Write out again every line from the one containing "Would you kindly pick out the colosseum" down to the end of the items, adding -88 to each x and y coordinate value and leaving everything else unchanged.

[Items from a dataset]
──────────

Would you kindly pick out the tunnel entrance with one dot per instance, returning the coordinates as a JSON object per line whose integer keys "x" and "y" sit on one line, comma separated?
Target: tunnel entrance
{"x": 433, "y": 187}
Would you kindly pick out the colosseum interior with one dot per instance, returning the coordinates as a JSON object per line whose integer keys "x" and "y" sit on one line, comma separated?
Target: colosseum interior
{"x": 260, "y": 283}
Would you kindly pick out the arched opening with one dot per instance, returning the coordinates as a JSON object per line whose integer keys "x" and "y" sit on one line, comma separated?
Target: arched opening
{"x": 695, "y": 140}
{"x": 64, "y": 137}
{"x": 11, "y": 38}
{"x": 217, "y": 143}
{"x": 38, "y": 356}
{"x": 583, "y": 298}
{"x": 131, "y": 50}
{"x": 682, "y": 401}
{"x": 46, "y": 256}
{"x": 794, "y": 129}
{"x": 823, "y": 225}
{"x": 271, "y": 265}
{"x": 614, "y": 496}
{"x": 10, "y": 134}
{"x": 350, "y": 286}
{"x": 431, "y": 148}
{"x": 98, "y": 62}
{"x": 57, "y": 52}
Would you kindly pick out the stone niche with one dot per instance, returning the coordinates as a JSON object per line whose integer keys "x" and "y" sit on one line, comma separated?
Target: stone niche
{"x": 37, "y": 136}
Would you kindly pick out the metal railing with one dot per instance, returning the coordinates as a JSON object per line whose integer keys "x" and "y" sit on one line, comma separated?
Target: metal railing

──────────

**Expected answer:**
Would you kindly pick out the colosseum interior with one dot per instance, returning the coordinates as a JSON object per line whose integer keys "x" and "y" sit on one line, comma separated?
Target: colosseum interior
{"x": 172, "y": 195}
Would you kindly pick out the arched opening with one dot per instance, returning the coordinates as a JSON object per line whose integer keys "x" and "y" sit on one line, comma separated?
Target: arched opening
{"x": 607, "y": 52}
{"x": -24, "y": 49}
{"x": -77, "y": -50}
{"x": 129, "y": 55}
{"x": -50, "y": 268}
{"x": 495, "y": 210}
{"x": 43, "y": -38}
{"x": 594, "y": 313}
{"x": -42, "y": 168}
{"x": 706, "y": 41}
{"x": 735, "y": 137}
{"x": 183, "y": 177}
{"x": 526, "y": 408}
{"x": -78, "y": 46}
{"x": 262, "y": 198}
{"x": 343, "y": 60}
{"x": 10, "y": -26}
{"x": -31, "y": -36}
Would you kindly pick out the stone niche with one dot per instance, returning the coordinates as a JSON object per line whose integer keys "x" and "y" sit on one line, comma separated?
Target: stone niche
{"x": -51, "y": 48}
Would you kindly pick out the metal railing with one dot per instance, returning the coordinates as a JSON object per line whose integer keys "x" and "y" sit on one line, comma separated?
Target: metal railing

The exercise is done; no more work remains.